▶ **Object position labeling entries**:
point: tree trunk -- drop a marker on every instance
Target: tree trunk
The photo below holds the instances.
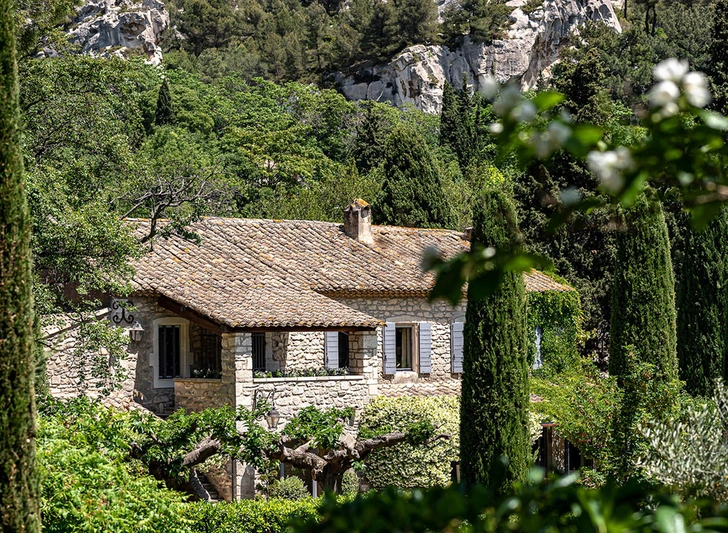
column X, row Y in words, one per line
column 18, row 480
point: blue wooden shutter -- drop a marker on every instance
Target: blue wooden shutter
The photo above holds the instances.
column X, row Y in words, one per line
column 425, row 348
column 331, row 359
column 456, row 347
column 390, row 349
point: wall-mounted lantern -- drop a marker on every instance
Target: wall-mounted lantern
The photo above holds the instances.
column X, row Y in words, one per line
column 136, row 332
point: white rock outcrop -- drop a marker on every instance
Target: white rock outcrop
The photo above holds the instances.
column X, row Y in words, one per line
column 121, row 27
column 417, row 75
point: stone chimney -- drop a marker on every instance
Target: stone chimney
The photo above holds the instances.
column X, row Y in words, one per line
column 358, row 221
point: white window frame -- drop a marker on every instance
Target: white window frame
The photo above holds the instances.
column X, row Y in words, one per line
column 414, row 328
column 184, row 347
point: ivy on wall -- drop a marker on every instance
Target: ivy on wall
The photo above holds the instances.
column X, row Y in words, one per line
column 407, row 466
column 557, row 316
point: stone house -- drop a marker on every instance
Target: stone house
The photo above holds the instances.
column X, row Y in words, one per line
column 316, row 313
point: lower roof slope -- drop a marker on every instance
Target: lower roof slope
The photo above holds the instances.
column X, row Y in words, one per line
column 251, row 273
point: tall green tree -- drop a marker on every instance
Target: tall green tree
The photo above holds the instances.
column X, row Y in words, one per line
column 19, row 509
column 642, row 352
column 456, row 129
column 412, row 193
column 643, row 293
column 702, row 298
column 494, row 404
column 717, row 66
column 164, row 115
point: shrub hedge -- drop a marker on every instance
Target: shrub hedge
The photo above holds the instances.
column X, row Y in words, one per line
column 249, row 516
column 407, row 466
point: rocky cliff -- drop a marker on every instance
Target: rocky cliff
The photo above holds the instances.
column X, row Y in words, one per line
column 120, row 27
column 417, row 74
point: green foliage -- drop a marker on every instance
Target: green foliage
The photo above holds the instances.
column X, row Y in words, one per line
column 702, row 303
column 558, row 505
column 584, row 404
column 409, row 465
column 688, row 453
column 323, row 427
column 494, row 405
column 164, row 114
column 558, row 317
column 18, row 476
column 717, row 64
column 290, row 488
column 249, row 516
column 412, row 193
column 88, row 481
column 643, row 295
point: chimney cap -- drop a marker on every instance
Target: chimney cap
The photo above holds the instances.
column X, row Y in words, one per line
column 357, row 204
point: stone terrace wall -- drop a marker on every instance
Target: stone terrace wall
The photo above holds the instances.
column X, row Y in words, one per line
column 293, row 394
column 408, row 310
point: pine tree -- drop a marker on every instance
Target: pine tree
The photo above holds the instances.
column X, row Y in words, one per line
column 19, row 509
column 165, row 111
column 702, row 297
column 494, row 404
column 412, row 192
column 718, row 56
column 643, row 294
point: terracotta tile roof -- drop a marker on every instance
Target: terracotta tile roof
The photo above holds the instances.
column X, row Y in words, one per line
column 278, row 273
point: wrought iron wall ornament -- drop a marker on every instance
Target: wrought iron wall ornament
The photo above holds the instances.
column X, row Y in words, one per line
column 124, row 316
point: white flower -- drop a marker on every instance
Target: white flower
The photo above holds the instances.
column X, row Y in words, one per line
column 670, row 70
column 559, row 132
column 664, row 93
column 525, row 112
column 608, row 167
column 695, row 87
column 541, row 143
column 489, row 87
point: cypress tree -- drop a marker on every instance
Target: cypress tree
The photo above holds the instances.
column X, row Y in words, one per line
column 18, row 482
column 643, row 294
column 412, row 192
column 717, row 64
column 495, row 394
column 165, row 111
column 456, row 122
column 702, row 297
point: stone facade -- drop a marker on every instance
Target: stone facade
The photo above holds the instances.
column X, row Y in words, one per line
column 440, row 315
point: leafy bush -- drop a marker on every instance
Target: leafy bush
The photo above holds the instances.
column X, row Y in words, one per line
column 249, row 516
column 558, row 316
column 290, row 488
column 562, row 505
column 89, row 483
column 689, row 453
column 408, row 466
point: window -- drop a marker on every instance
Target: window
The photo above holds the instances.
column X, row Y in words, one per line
column 171, row 348
column 169, row 352
column 258, row 352
column 208, row 361
column 403, row 346
column 343, row 350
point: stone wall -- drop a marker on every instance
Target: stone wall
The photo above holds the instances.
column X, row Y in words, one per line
column 197, row 394
column 299, row 350
column 440, row 315
column 69, row 370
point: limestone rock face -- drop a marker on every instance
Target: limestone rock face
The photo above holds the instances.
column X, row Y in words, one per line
column 120, row 27
column 417, row 75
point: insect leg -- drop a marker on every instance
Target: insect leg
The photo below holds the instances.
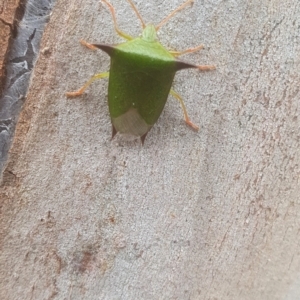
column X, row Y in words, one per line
column 88, row 45
column 82, row 89
column 113, row 14
column 190, row 50
column 186, row 117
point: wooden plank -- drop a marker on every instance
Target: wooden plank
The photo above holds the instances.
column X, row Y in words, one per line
column 8, row 10
column 208, row 215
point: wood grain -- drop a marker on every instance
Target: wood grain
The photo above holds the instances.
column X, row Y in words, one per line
column 208, row 215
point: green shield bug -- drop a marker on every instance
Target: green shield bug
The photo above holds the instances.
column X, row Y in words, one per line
column 140, row 77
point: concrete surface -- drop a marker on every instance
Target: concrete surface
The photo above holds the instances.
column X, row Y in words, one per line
column 207, row 215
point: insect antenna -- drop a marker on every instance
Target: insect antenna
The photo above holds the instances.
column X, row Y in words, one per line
column 137, row 13
column 166, row 19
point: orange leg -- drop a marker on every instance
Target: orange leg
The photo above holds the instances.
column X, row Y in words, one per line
column 186, row 117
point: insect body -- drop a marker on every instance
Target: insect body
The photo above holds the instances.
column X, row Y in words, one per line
column 140, row 78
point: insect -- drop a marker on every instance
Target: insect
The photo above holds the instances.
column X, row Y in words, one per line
column 140, row 77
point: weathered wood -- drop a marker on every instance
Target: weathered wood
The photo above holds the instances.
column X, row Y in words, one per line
column 208, row 215
column 7, row 14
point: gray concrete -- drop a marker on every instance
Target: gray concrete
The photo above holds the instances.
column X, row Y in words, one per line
column 207, row 215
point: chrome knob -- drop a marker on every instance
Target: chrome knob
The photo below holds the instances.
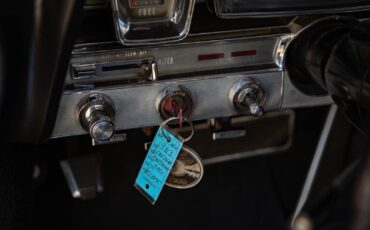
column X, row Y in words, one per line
column 248, row 95
column 97, row 117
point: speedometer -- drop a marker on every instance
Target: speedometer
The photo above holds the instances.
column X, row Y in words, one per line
column 151, row 21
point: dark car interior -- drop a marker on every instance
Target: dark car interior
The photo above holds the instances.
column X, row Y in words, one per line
column 185, row 114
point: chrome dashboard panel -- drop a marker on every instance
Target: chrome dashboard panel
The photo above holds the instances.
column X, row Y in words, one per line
column 135, row 104
column 183, row 58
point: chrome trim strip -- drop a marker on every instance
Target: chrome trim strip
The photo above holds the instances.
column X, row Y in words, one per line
column 319, row 152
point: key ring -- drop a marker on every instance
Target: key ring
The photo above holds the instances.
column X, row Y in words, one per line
column 164, row 124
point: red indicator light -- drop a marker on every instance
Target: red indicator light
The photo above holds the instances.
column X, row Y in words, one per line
column 204, row 57
column 133, row 3
column 244, row 53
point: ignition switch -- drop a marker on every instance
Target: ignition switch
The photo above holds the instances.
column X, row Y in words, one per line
column 248, row 95
column 173, row 101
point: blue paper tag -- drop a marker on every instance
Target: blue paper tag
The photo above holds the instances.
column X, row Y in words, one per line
column 158, row 163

▶ **Given instruction**: Set the listing down in full and exactly. Pictures within it should not appear in the copy.

▶ **Reply to the exercise**:
point: tree trunk -- drop a marker on every instance
Target: tree trunk
The photo below holds the instances.
column X, row Y in words, one per line
column 18, row 480
point: blue wooden shutter -- drop a marker on every instance
Target: blue wooden shutter
The photo above holds the instances.
column X, row Y in words, one per line
column 425, row 348
column 331, row 359
column 456, row 347
column 390, row 349
point: wall-mounted lantern -- drop a marker on every instance
Target: wall-mounted lantern
The photo above holds the instances.
column X, row Y in words, one per line
column 136, row 332
point: white rock outcrop -- drop a marker on every instance
Target: white rock outcrop
The photo above holds the instances.
column X, row Y in words, one per line
column 121, row 27
column 417, row 75
point: stone chimney -- drop a marker on every instance
Target: stone chimney
The photo above holds the instances.
column X, row Y in words, one per line
column 358, row 221
point: white window frame -- drop a marker on every instance
Target: white window frame
The photo above holds the instances.
column X, row Y in words, one per line
column 414, row 328
column 184, row 347
point: ivy on wall -- drop a marker on every instance
Target: ivy on wall
The photo above holds the instances.
column X, row Y in words, one per line
column 407, row 466
column 557, row 316
point: stone house -- drop a marker on every instance
Target: stone house
The photo above holds the instances.
column X, row Y in words, one per line
column 316, row 313
point: lower roof slope -- drop a marker on every instance
Target: lower roof slope
The photo above holds the instances.
column X, row Y in words, one per line
column 251, row 273
point: tall green tree -- drop a marker on every instance
Target: tall green tree
The photo above holds the instances.
column X, row Y in words, one per line
column 19, row 509
column 642, row 352
column 456, row 129
column 412, row 193
column 643, row 293
column 702, row 298
column 494, row 404
column 717, row 66
column 164, row 115
point: shrub hedge -- drop a marker on every instance
Target: shrub hedge
The photo above holds the instances.
column X, row Y in words, one per line
column 249, row 516
column 407, row 466
point: rocky cliff -- drop a marker on every instance
Target: rocky cliff
The photo above holds the instances.
column X, row Y in words, one per line
column 120, row 27
column 417, row 74
point: green foliage -- drop a marker on every instance
Target: green foliage
The photo above holds the instances.
column X, row Y in words, one per line
column 702, row 303
column 558, row 505
column 584, row 404
column 409, row 465
column 688, row 453
column 323, row 427
column 494, row 405
column 164, row 114
column 558, row 317
column 18, row 476
column 717, row 64
column 290, row 488
column 249, row 516
column 412, row 193
column 88, row 481
column 643, row 295
point: chimney cap -- drop a marker on every instance
Target: chimney cap
The photo above holds the instances.
column X, row Y in words, one per line
column 357, row 204
point: stone terrace wall -- drop a marker on every instance
Target: stone terrace wall
The photo above holds the instances.
column X, row Y in words, one per line
column 293, row 394
column 408, row 310
point: pine tree -- drop a marker on every instance
Target: pine tree
The photo above holds the instances.
column X, row Y in words, one per line
column 19, row 509
column 165, row 111
column 702, row 297
column 494, row 404
column 412, row 192
column 718, row 56
column 643, row 294
point: terracotta tile roof -- drop a marker on every instance
Target: terracotta tile roof
The photo above holds the instances.
column X, row Y in words, one per line
column 278, row 273
point: wrought iron wall ornament -- drop a marker on every instance
Target: wrought iron wall ornament
The photo above holds the instances.
column X, row Y in words, one per line
column 124, row 316
point: white flower -- drop a marker on every instance
Target: white flower
The photo above holds the instances.
column X, row Y in words, one per line
column 670, row 70
column 559, row 132
column 664, row 93
column 525, row 112
column 608, row 167
column 695, row 87
column 541, row 143
column 489, row 87
point: cypress tree -- drop a marker on every instance
Target: cypress tree
The photo above holds the instances.
column X, row Y in words, one per line
column 18, row 482
column 643, row 294
column 412, row 192
column 717, row 64
column 495, row 394
column 165, row 111
column 456, row 122
column 702, row 297
point: stone facade -- drop a marker on every instance
Target: stone facade
The photo above holds the instances.
column X, row Y in words, one per line
column 440, row 315
point: leafy bush -- drop a marker on every instance
Target: leafy bush
The photo above holds the instances.
column X, row Y in words, one per line
column 249, row 516
column 558, row 316
column 290, row 488
column 562, row 505
column 89, row 483
column 689, row 453
column 408, row 466
point: window -- drop a marker on every instance
Target: window
The photo above holds the instances.
column X, row Y in words, one per line
column 171, row 348
column 169, row 352
column 258, row 352
column 208, row 361
column 403, row 346
column 343, row 350
point: stone wall -- drop a marker on every instance
Target: stone wall
The photo above holds the instances.
column X, row Y in words, one per line
column 197, row 394
column 299, row 350
column 440, row 315
column 69, row 370
point: limestone rock face -- drop a marker on every instance
Target: limestone rock face
The photo above holds the instances.
column X, row Y in words, one per line
column 120, row 27
column 417, row 75
point: insect leg -- drop a marker on every instance
Target: insect leg
The photo below holds the instances.
column X, row Y in words, one per line
column 88, row 45
column 82, row 89
column 113, row 14
column 190, row 50
column 186, row 117
point: wooden plank -- drop a marker on every instance
Target: wooden plank
The photo above holds the instances.
column X, row Y in words, one per line
column 8, row 10
column 208, row 215
point: wood grain -- drop a marker on every instance
Target: wood grain
The photo above holds the instances.
column X, row Y in words, one per line
column 208, row 215
point: green shield bug -- drop a marker on every instance
Target: green shield bug
The photo above holds the instances.
column X, row Y in words, one per line
column 140, row 77
point: concrete surface -- drop a marker on every instance
Target: concrete surface
The photo above holds the instances.
column X, row Y in words, one per line
column 207, row 215
point: insect antenna -- drop a marker on every instance
Target: insect antenna
The photo above holds the instances.
column X, row Y in words, one per line
column 137, row 13
column 166, row 19
point: orange leg -- drop a marker on every instance
Target: orange leg
The photo above holds the instances.
column X, row Y in words, one per line
column 186, row 117
point: insect body -- drop a marker on every instance
Target: insect body
The photo above holds the instances.
column X, row Y in words, one per line
column 140, row 78
point: insect -- drop a marker on every instance
Target: insect
The photo above holds the instances.
column X, row Y in words, one per line
column 140, row 77
point: weathered wood -- drop a marker on every instance
Target: weathered wood
The photo above holds the instances.
column X, row Y in words, one per line
column 208, row 215
column 7, row 14
point: gray concrete -- drop a marker on every instance
Target: gray concrete
The photo above holds the instances.
column X, row Y in words, one per line
column 207, row 215
point: chrome knob -- drop a marker on every instance
Target: chrome knob
The photo below holds the instances.
column X, row Y in words, one per line
column 248, row 95
column 97, row 117
point: speedometer -- drop a marker on every instance
Target: speedometer
The photo above holds the instances.
column X, row Y in words, one per line
column 151, row 21
point: dark car interior -- drop a marker on every instance
Target: dark car interior
The photo above holds the instances.
column X, row Y in words, one per line
column 185, row 114
point: chrome dashboard panel -- drop a marker on every instance
Target: chrome dashboard panel
The photo above holds the instances.
column X, row Y in words, one per line
column 135, row 104
column 183, row 58
point: chrome trim strip -- drop a marker on every instance
Target: chrome trim strip
The photo above holds the instances.
column X, row Y in words, one per line
column 319, row 152
point: key ring -- drop a marker on every instance
Target: key ring
The photo above holds the instances.
column X, row Y in words, one per line
column 164, row 124
point: red indicator light -- drop a marker on every instance
Target: red indicator light
The photo above holds the instances.
column X, row Y in words, one per line
column 204, row 57
column 133, row 3
column 244, row 53
point: ignition switch -- drop a marker on every instance
Target: ignition switch
The photo above holds the instances.
column X, row Y in words, one per line
column 248, row 95
column 173, row 101
point: blue paper tag -- drop a marker on every instance
Target: blue paper tag
The photo above holds the instances.
column X, row Y in words, one per line
column 158, row 163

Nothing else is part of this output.